> Text for analysis
══════════════════════════════

I have this tradition with a friend where we write e-mails when we can about whatever is going on in our lives and somehow we got to using song titles as subject lines. For me it was a song that described my life at the time or I was particularly enjoying. I’ve been slacking on my end of that exchange but it got me thinking about music and how important it is in our lives. Even here in Mocambique music is everywhere and usually being played really really loud. So as I have transitioned into this new life, I’ve been relying on music to calm my nerves and comfort my heart.
I’d be lying if I said everything was perfect and I’m loving every minute. It’s been hard. Really hard sometimes. There was jetlag at first, the adjustment to new foods and dealing with the subsequent “system issues”, then came latrines, bucket baths and the language barrier between me and basically everyone else. It’s difficult and stressful and sometimes I just want to throw in the towel and return to my easy suburban life. The first night in Namaacha with my host family was my worst and I’ll admit there were some tears and some “what the hell am I doing”’s and I’m fairly certain I’ll probably have other nights like that. But then there are those truly wonderful moments of connection and beauty and joy. Showing my host family the dance I learned in class that day and having them laugh at my “dance skills”, juggling a soccer ball with my brother, understanding an entire conversation in Portuguese, hearing rain on the tin roof of my little house. I’ve only been in this country a week and a half but the soundtrack of my life might rival that of any hit film.

══════════════════════════════

> Material provided
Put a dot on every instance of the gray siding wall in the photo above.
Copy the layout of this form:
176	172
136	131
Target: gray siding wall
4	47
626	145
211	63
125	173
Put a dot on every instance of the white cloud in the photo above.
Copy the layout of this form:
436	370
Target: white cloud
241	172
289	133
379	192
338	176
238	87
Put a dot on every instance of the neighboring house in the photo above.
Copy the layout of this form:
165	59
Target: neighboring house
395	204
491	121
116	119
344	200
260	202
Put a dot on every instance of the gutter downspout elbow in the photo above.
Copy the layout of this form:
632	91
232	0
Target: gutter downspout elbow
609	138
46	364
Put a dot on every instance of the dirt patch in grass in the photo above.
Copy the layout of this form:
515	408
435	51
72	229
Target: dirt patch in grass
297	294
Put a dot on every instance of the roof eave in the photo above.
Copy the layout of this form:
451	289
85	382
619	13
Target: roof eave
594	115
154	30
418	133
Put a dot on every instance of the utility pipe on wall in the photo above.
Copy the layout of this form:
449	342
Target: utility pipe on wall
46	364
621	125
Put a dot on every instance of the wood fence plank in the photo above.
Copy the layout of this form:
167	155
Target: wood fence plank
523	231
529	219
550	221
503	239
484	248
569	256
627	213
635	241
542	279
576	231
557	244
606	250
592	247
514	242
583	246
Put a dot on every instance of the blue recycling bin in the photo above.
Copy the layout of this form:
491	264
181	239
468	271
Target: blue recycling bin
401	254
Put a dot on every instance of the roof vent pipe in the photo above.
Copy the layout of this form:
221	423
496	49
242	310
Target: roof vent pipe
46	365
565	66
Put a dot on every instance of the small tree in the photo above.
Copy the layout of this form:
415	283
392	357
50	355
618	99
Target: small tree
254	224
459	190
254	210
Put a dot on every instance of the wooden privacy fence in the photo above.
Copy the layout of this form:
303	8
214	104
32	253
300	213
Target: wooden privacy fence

══════════════════════════════

> Apply what you read
A. In the text about music and a new life in Mocambique, what did the writer's friend and the writer start using as subject lines for their e-mails?
B. From the text about music and a new life in Mocambique, write out the passage starting with "I have this" and going on through "comfort my heart.".

> Problem solutions
A. Song titles.

B.
I have this tradition with a friend where we write e-mails when we can about whatever is going on in our lives and somehow we got to using song titles as subject lines. For me it was a song that described my life at the time or I was particularly enjoying. I’ve been slacking on my end of that exchange but it got me thinking about music and how important it is in our lives. Even here in Mocambique music is everywhere and usually being played really really loud. So as I have transitioned into this new life, I’ve been relying on music to calm my nerves and comfort my heart.